本文:
★ ★ ★ ★ ★ ★ ★
【攻撃の問題点まとめ】ウディネーゼ対ミランその2【2022-23シーズン・セリエA第27節】
今回はセリエA第27節、ウディネーゼ対ミランのマッチレビュー(後編)です。

上掲の前編では守備面について振り返ったため、ここでは攻撃面について詳述していきます。
スタメン(再掲)

ベースフォーメーション:
ウディネーゼ「3-5-2」
ミラン「3-4-2-1」
ボール保持時のミランは、右CBのカルルが積極的に前方サイドへ位置取る形を基本にしており、これは従来のミランの4-2-3-1における右SBの役割と大差ありません。
ボール運びの起点となり、前方のアタッカー(主に右サイド、ボランチ、トップ下もとい右シャドー)と協同しながらチャンスシーンを作り出していく事が求められるわけですね。

――参考1:この試合「前半」におけるミランの攻撃時の平均ポジション
対するウディネーゼは5-3-2の陣形を敷き、自陣深めに基本ラインを設定して手堅く守る得意の形で対抗。ミランにとっては苦手とする形であり、こういう相手に攻めあぐねるというのはもはやピオリ・ミランの定番シーンの1つです。
この点については、既に前節サレルニターナ戦のマッチレビュー記事内で詳述しているので多くは割愛しますが…。要するに「チームとしての統一された連動意識の乏しさ」や「現レギュラーアタッカー陣のプレースタイルのミスマッチ」により、「相手ゴール前でスペースを生み出し・利用する頻度と精度が低い」ことが主な原因として考えられます。

それでは具体的にこの試合を振り返っていくと…。今回の両者の攻防において、ミランにとって良い形を作り出せたシーンは確かにありました。例えばそれはベナセルが相手2トップの横のスペースに流れたときです。

――シーン1:ベナセルからカルルにパス
ベナセルがこの辺に入ってカルルをプッシュアップし、前方へと移動させることによって相手の守備の基準点をずらすことが期待できます。そして、相手が対応してくることで生じたスペースを利用することで、チャンスが作り易くなるわけですね。

――シーン2:ベナセルがサイド方向に流れ、カルル(画面外)がプッシュアップ。これにより相手左WBを引き付ける。それと同時に相手の注意がサイドに向けられたところで、ティアウからライン間のブラヒムに鋭い縦パスが入る

――その後の場面。ブラヒムからサイド前方のサレマへと展開。そこには左CBがカバーに入るも、サレマの方が優位で仕掛けられる状況

――その後の場面。サレマがドリブルで仕掛け縦への突破を試みる。躱されかけた相手CBはたまらず手を使って止め、イエローを受けた
また、今回のウディネーゼ戦で特筆すべき点として「イブラの存在」が挙げられます。
★ ★ ★ ★ ★ ★ ★
生の記録:
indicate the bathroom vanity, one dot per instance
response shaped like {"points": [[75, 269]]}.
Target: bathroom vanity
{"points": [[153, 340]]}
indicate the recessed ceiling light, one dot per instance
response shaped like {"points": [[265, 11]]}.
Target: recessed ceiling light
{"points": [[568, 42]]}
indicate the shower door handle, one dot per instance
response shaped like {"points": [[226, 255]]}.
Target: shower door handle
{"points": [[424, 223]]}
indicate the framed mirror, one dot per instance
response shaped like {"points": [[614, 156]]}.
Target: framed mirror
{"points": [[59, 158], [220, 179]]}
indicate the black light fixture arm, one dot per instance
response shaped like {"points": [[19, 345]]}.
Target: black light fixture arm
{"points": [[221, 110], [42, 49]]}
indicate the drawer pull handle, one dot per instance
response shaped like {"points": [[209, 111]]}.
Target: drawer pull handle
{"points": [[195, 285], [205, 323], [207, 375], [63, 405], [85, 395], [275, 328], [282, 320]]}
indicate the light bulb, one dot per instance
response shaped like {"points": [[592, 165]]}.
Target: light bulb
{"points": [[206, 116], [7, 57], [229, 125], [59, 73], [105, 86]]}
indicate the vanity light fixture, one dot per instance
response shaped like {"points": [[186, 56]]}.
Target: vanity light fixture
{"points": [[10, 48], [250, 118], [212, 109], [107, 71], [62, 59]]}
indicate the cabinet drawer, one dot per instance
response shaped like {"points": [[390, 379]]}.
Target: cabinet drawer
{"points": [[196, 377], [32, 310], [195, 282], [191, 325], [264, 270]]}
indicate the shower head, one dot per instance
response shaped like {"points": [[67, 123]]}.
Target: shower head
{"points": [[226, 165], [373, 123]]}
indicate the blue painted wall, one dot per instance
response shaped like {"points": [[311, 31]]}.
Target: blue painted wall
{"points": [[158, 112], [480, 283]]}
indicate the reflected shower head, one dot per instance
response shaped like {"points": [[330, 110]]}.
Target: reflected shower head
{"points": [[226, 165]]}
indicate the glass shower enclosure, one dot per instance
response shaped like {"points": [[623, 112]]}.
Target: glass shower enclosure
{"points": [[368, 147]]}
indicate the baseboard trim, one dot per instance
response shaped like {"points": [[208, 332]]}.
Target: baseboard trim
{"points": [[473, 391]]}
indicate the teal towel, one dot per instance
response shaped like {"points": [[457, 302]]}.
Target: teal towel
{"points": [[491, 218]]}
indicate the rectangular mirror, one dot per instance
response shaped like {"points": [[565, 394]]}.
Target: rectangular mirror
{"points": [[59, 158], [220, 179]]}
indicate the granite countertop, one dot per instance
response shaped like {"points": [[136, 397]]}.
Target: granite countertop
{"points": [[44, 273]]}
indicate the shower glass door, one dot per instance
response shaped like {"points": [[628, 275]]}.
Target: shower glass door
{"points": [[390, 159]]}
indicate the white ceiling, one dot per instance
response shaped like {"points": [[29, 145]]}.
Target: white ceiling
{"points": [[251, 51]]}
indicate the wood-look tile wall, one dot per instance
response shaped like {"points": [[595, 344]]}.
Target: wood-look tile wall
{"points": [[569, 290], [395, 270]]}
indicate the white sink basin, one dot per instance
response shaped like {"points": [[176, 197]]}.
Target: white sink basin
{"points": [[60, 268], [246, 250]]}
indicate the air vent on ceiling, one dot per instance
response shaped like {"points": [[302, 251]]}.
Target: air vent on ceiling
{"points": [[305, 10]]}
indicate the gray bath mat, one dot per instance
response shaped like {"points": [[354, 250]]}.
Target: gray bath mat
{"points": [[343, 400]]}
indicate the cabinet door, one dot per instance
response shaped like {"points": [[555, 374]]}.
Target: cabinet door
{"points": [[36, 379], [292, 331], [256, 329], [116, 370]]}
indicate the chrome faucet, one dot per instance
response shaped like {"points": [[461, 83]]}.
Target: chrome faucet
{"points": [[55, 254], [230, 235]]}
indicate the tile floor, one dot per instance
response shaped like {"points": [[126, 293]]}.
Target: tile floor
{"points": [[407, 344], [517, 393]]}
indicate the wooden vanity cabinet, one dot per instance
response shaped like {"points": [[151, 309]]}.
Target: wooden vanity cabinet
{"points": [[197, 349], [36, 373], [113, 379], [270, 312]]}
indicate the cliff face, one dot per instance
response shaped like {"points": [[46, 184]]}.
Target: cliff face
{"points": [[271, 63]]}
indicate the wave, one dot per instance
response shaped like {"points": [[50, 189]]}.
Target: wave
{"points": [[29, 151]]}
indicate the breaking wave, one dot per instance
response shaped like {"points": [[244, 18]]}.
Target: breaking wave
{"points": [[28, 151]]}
★ ★ ★ ★ ★ ★ ★
作業内容:
a) ウディネーゼ対ミランのマッチレビューで、「――シーン1」から最後の「――その後の場面」までの説明に名前が出てくる選手を、初出の順にすべて挙げよ。
b) ウディネーゼ対ミランのマッチレビューを、最後の文の後から書き継げ。

回答一覧:
a) ベナセル、カルル、ティアウ、ブラヒム、サレマ

b)
実に1年2カ月ぶりとなる先発出場を果たしたイブラは前半、右サイドからの前進に際して積極的に顔を出して崩しの局面に絡んでいきました。

――シーン3:レオンとカルルが裏のスペースを狙い、相手最終ラインを牽制。一方、イブラはベナセル・ブラヒムと協同してライン間を利用する

――その後の場面。フリーでボールを受けたイブラが前を向き、レオンにパスを出して最終ラインをアタックする

――その後の場面。イブラのパスはカットされるも、レオンとカルルがそのこぼれ球を拾う。もしここでイブラにパスを通せていれば決定機になり得た
一方、イブラが右サイドに顔を出すことで空く中央前線のスペースにはレオンが積極的に侵入。持ち前のスピードやロングボールの処理能力の高さを活かし、一度ならずチャンスを作り出しました。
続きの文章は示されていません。